Document extract Block Start

Synthetic growth hormone or somatotropin is considered the primary available method of increasing height.
In medicine, it is used for two reasons:
- To compensate for a deficiency in natural growth hormone. If there is insufficient growth hormone in the body for some reason.
- To increase cell sensitivity to growth hormone. It is believed that if more growth hormone is added, sensitivity will improve.
By addressing the deficiency and increasing sensitivity, growth should begin.
GH acts on the growth plate to stimulate new bone formation both through circulating IGF-I and also locally, in part through local IGF-I production.1
When we talk about poor height without an established reason, we are referring to idiopathic short stature. For example, a person is healthy, growth hormone levels are normal, but height does not fit within the normal range for their age or is below average.
To help in such cases, a course of somatotropin at a dose of 0.05 mg/kg/day is allowed. The greatest result will be achieved between the ages of 5 and 11. Treatment throughout this period can add approximately 7 cm to final height, which is about 1 additional centimeter each year.2
To increase sensitivity, a dose of 0.033 mg/kg/day is used. The increase over the same period will be 4 cm.
Doses above 0.07 mg/kg/day are not recommended without significant reasons, as they lead to accelerated closure of growth plates.
Is it worth using for those who are older?
It greatly depends on the remaining growth plates.
If you are absolutely certain that you no longer have any cartilaginous growth plate zones, stimulating growth hormone will not help you grow taller.

Document extract Block End
Given entries Block Start

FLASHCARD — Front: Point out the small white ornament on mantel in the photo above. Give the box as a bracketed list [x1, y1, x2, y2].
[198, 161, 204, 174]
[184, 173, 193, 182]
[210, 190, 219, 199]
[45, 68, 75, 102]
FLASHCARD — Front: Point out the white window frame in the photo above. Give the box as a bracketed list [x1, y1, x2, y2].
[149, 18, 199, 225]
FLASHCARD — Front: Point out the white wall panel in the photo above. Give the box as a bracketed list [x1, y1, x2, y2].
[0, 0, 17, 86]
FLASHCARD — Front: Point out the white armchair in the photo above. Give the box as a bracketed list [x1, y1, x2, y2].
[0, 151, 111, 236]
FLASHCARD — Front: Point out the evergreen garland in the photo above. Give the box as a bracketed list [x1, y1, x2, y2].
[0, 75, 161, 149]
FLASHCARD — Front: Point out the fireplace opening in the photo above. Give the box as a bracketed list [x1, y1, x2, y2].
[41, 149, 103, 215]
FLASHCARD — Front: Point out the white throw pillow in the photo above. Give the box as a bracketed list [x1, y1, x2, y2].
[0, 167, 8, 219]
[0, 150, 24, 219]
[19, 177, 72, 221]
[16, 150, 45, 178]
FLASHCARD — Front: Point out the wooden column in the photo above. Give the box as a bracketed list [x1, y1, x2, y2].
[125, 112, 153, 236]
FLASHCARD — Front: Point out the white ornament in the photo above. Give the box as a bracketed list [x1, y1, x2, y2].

Given entries Block End

**Task prompt:** Please transcribe the passage on growth hormone above, starting at "It greatly depends" and ending at "you grow taller.".

**Exercise solution:**
It greatly depends on the remaining growth plates.
If you are absolutely certain that you no longer have any cartilaginous growth plate zones, stimulating growth hormone will not help you grow taller.